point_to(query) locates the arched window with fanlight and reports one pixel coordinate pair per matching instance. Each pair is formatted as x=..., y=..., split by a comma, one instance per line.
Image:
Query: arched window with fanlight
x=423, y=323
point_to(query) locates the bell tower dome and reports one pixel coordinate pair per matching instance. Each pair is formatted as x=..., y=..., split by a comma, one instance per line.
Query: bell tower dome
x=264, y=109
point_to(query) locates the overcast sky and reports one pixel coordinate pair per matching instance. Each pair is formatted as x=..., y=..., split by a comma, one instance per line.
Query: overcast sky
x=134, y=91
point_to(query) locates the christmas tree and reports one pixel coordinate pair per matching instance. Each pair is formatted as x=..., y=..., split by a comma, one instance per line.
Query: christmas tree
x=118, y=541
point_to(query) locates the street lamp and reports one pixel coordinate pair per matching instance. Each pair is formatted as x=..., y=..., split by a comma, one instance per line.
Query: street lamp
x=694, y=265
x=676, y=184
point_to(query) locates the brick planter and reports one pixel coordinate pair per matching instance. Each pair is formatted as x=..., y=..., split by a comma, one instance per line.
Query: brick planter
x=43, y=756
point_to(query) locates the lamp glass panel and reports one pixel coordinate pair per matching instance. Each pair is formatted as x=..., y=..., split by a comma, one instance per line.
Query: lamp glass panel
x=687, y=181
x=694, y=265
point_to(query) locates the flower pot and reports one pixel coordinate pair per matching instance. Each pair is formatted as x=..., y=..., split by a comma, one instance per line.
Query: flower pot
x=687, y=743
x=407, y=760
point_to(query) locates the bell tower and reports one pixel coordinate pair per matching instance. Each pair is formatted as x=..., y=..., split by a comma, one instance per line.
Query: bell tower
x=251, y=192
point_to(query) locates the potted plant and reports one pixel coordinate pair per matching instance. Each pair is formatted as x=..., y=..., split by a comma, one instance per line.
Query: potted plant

▸ **Task brief**
Update the listing from its first line through the line with "x=264, y=109" by replacing "fanlight" with "transom" and leaving everything else unchanged. Return only those lines.

▸ **Final answer**
point_to(query) locates the arched window with transom and reports one pixel coordinate pair per matching instance. Each pair is formatted as x=..., y=..., split by a comma, one instance per line.
Image:
Query: arched window with transom
x=423, y=323
point_to(query) locates the bell tower dome and reports one pixel coordinate pair per matching instance. Each pair is formatted as x=..., y=..., split by a comma, one instance per line.
Query: bell tower dome
x=264, y=109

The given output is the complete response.